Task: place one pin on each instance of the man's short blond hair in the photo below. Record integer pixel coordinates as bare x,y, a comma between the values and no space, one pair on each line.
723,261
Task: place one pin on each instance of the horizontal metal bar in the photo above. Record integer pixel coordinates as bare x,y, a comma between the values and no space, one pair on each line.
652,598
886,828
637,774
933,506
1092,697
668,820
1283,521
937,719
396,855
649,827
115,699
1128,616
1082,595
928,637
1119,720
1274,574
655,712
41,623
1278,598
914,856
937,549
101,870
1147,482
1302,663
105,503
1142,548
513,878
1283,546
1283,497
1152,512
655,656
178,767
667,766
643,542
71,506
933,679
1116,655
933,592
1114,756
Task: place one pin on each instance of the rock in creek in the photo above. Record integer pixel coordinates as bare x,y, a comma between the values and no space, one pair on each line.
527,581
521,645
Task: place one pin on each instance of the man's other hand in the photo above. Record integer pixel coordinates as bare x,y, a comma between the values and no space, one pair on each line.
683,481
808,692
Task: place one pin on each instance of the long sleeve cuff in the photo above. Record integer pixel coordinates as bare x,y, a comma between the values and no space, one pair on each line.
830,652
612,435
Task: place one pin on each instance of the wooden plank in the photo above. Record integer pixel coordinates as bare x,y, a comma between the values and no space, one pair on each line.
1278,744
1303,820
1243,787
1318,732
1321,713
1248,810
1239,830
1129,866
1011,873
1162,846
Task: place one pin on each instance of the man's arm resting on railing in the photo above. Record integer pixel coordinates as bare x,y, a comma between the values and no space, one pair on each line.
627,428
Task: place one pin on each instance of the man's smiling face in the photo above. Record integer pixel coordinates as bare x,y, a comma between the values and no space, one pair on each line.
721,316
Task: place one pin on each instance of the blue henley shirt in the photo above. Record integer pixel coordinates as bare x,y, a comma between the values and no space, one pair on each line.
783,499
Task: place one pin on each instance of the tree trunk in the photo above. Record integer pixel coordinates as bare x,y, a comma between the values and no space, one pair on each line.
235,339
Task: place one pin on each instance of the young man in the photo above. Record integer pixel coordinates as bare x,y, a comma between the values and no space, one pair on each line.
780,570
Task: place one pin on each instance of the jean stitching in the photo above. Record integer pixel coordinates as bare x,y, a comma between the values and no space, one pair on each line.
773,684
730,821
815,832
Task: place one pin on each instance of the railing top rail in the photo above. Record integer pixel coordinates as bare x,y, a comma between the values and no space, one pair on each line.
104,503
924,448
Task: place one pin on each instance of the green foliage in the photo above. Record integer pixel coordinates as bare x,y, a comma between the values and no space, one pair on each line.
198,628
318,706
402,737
---
Arrange the portion of the listing above that opens with the line containing "Task: place one pin on each instance of the green" and runs through the end of the listing as a numbered list, omitting any blank lines.

(Reply)
1. Task: place one pin on each instance of the green foliage in the photo above. Record integer pixel coordinates as bare x,y, a comma between the values and no space, one pair on each line.
2. 198,628
3. 318,706
4. 402,737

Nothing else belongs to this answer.